**ACTION ITEM**
For the data below, give again exactly the lines from the one containing "212L313 213L314 204L323" through the one containing "box: [243, 179, 311, 243]", both ends included, and no others.

**PROVIDED INFORMATION**
_____

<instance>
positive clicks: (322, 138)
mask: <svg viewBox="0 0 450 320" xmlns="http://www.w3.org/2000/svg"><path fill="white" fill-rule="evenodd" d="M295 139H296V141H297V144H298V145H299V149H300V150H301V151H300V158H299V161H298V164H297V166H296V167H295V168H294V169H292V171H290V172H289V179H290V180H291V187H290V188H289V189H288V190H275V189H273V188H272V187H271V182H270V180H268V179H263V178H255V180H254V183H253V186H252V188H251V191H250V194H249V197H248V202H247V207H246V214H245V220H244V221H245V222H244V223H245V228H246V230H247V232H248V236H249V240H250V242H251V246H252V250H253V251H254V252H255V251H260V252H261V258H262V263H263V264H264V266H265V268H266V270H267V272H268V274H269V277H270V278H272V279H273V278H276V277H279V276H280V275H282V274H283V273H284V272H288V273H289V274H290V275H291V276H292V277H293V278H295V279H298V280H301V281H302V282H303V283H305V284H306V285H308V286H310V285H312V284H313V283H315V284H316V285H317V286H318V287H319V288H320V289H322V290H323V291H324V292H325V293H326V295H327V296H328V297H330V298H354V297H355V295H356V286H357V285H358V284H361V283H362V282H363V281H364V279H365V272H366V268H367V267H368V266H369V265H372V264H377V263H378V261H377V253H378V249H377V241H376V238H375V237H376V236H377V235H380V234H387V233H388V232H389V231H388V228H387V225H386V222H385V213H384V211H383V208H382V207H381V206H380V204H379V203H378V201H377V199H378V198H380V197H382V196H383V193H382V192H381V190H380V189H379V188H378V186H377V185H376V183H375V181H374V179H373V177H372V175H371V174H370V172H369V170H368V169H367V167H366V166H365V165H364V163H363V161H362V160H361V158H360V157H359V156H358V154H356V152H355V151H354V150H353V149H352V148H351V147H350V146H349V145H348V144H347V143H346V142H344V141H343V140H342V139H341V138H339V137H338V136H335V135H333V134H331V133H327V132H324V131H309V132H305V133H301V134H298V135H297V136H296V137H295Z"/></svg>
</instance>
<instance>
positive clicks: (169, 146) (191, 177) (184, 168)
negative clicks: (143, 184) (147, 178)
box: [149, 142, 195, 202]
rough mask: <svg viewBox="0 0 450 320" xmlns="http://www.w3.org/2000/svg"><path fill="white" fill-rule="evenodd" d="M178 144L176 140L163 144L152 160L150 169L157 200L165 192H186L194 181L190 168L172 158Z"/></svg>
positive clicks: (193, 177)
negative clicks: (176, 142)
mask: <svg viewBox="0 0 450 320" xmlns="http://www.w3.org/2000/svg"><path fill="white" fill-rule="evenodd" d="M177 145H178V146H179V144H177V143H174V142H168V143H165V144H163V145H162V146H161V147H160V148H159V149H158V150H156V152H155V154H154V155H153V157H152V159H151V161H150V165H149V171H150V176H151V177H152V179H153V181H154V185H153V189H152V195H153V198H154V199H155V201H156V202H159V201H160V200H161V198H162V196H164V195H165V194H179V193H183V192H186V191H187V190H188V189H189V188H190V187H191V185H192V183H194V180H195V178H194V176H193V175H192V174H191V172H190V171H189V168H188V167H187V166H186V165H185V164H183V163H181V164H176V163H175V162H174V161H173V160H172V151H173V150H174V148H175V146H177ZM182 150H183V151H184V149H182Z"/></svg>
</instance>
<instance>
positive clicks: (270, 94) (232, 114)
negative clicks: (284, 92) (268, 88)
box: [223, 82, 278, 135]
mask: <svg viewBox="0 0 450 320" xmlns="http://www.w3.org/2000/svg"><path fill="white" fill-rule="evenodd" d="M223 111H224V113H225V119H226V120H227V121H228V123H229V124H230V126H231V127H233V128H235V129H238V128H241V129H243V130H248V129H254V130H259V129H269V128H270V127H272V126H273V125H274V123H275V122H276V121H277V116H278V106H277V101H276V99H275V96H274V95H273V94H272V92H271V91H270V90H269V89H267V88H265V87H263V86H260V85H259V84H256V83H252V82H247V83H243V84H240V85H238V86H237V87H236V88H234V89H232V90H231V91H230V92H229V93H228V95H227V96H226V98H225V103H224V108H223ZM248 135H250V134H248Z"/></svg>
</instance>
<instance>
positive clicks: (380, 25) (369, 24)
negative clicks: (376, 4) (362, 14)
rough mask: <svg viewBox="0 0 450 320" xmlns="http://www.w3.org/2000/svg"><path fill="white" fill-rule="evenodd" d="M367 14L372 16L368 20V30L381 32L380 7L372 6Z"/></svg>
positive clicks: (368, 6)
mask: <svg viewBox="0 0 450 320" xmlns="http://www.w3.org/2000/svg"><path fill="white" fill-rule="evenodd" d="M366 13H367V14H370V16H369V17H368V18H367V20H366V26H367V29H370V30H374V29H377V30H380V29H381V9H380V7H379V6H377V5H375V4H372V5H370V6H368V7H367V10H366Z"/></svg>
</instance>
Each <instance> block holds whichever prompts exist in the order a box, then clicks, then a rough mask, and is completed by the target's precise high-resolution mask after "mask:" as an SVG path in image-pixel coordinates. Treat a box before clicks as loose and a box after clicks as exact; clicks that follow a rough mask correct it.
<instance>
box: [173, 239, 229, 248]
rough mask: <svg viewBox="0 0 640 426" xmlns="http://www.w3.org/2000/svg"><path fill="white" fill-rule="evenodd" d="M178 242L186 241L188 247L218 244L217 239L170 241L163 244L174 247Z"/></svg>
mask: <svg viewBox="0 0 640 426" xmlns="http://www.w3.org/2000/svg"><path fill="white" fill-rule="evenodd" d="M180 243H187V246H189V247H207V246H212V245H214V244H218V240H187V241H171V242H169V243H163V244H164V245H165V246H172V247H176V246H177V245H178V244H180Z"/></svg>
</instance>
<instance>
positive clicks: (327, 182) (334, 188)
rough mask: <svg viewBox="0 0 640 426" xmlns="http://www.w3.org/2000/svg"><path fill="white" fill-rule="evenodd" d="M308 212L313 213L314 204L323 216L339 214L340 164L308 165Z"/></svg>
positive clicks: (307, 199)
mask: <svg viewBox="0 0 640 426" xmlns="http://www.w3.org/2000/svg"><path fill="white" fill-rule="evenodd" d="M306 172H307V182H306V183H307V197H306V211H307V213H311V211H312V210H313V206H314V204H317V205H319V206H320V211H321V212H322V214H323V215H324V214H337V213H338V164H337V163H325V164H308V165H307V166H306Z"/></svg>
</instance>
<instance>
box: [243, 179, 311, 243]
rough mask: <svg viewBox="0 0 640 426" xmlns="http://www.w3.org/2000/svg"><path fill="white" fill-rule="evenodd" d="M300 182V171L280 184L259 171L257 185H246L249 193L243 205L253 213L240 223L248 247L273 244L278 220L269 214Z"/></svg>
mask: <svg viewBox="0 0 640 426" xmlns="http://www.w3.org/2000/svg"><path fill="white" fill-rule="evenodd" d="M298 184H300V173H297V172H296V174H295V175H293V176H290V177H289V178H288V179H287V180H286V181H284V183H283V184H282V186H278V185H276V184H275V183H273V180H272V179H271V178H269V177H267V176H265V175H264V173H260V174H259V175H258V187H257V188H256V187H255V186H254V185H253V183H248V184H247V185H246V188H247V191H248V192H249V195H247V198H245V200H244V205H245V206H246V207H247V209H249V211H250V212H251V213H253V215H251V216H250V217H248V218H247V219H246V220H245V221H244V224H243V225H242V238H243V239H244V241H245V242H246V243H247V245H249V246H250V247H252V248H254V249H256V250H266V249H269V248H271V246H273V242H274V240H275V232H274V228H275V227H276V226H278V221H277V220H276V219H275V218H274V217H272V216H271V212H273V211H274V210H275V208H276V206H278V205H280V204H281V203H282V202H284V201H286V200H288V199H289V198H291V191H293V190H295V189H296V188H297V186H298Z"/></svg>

_____

**ANSWER TO THIS PROBLEM**
rough mask: <svg viewBox="0 0 640 426" xmlns="http://www.w3.org/2000/svg"><path fill="white" fill-rule="evenodd" d="M308 212L313 213L314 204L323 216L339 214L340 164L308 165Z"/></svg>
positive clicks: (307, 199)
mask: <svg viewBox="0 0 640 426" xmlns="http://www.w3.org/2000/svg"><path fill="white" fill-rule="evenodd" d="M306 172H307V182H306V183H307V197H306V211H307V213H311V211H312V210H313V206H314V204H317V205H319V206H320V211H321V212H322V214H323V215H324V214H337V213H338V164H337V163H325V164H308V165H307V166H306Z"/></svg>
</instance>
<instance>
box: [243, 179, 311, 243]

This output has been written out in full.